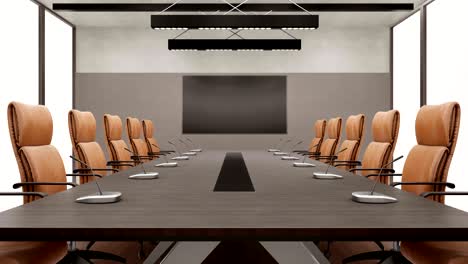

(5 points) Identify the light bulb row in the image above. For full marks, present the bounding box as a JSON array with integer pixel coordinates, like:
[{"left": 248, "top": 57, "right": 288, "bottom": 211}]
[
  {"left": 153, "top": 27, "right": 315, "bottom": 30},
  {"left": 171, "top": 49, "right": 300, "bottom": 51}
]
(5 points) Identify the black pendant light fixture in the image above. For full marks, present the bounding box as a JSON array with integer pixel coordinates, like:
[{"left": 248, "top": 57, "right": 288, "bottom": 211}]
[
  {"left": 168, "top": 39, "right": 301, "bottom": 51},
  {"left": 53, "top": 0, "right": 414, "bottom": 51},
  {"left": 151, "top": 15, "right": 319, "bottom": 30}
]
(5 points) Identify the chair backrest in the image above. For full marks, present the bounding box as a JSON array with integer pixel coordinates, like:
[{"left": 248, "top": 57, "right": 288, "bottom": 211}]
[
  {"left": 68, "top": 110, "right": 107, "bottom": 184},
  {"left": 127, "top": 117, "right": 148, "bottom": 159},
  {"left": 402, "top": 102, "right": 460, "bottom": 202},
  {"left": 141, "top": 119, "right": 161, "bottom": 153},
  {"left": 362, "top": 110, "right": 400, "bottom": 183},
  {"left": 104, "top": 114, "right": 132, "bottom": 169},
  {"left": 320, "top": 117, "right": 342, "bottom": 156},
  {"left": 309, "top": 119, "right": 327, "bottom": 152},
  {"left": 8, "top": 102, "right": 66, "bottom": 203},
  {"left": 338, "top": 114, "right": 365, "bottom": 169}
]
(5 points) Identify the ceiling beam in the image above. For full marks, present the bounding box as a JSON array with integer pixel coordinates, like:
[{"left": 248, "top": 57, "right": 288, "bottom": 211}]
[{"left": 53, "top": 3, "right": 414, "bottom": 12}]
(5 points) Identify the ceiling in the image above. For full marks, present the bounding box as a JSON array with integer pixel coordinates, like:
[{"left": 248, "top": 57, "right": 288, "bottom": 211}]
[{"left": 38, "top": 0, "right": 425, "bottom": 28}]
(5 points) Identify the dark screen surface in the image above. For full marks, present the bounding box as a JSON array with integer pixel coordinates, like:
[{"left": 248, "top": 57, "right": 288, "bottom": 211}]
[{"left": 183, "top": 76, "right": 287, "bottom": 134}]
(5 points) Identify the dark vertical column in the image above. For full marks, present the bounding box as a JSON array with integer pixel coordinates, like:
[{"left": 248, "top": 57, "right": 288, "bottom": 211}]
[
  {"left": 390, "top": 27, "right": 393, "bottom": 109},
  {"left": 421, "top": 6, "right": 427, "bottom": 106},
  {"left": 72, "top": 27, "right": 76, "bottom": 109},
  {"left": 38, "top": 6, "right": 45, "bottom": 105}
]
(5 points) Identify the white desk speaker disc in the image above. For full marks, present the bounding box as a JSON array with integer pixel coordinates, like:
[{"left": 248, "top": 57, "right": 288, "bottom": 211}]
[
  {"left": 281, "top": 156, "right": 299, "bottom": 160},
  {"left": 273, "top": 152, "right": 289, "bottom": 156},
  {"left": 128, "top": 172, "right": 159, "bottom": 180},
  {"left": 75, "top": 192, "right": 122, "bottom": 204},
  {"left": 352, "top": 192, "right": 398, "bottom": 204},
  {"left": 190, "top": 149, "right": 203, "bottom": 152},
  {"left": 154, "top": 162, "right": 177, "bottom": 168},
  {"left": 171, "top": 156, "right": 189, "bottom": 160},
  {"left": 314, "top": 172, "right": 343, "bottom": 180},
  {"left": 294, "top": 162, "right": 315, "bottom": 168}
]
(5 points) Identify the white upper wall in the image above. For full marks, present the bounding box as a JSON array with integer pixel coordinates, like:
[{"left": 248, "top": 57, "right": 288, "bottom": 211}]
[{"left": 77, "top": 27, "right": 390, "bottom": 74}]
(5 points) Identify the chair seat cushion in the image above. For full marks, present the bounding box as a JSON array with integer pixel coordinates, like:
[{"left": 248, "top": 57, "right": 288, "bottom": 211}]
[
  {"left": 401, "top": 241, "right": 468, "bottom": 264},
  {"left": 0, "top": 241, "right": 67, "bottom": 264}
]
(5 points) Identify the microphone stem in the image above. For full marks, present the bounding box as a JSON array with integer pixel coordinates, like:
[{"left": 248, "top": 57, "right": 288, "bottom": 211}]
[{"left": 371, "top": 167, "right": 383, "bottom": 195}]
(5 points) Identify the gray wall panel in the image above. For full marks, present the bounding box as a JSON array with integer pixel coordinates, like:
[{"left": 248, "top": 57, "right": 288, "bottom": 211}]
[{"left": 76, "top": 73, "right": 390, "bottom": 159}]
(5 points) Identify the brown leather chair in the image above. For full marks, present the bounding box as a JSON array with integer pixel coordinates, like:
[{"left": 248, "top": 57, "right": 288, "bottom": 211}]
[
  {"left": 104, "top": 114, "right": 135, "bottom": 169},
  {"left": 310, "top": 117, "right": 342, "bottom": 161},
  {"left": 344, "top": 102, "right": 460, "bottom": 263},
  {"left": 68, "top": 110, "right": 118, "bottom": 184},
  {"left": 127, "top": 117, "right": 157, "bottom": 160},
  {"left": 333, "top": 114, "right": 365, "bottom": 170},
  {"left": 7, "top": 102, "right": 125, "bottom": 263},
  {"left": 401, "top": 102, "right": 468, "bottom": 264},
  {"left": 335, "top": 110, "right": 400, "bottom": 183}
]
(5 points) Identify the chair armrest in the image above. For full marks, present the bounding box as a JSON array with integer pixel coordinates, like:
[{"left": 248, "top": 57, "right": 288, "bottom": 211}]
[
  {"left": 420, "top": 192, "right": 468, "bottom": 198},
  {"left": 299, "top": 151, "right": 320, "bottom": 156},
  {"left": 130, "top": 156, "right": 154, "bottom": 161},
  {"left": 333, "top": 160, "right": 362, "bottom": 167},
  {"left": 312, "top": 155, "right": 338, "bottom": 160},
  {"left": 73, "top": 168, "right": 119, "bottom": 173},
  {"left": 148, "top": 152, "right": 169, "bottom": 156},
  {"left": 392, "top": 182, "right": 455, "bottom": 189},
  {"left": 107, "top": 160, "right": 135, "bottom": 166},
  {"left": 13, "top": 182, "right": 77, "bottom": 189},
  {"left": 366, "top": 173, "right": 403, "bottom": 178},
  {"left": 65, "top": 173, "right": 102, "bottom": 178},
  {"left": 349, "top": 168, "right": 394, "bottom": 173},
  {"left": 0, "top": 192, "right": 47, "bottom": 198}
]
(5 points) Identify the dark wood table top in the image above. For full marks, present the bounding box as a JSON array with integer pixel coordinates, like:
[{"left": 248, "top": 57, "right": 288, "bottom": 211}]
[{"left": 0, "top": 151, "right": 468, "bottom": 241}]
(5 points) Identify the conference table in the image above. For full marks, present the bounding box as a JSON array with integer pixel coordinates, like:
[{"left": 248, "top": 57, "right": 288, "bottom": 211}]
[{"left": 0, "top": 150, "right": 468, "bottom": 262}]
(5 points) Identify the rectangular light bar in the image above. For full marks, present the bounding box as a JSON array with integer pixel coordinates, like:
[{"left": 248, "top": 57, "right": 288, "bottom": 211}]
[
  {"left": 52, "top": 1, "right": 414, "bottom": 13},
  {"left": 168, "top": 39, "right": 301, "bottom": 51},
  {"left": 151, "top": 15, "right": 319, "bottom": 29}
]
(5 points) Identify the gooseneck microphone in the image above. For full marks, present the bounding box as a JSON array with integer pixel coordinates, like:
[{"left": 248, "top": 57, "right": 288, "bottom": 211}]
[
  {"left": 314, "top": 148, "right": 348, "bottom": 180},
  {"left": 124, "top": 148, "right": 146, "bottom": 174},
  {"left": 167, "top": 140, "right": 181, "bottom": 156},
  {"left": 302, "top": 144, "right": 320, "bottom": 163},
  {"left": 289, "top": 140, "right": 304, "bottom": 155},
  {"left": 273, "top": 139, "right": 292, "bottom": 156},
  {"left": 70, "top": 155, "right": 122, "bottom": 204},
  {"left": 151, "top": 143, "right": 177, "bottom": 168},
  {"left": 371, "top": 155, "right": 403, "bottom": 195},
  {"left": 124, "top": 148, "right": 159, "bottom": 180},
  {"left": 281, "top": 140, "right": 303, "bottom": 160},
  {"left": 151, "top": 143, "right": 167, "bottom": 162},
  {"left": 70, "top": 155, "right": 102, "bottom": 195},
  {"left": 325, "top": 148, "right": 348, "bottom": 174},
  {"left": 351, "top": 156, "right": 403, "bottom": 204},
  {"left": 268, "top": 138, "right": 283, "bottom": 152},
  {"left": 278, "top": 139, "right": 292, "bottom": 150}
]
※
→ Task goal
Count the lines above that contain the word "dark", and reply with only that number.

→ Task solution
3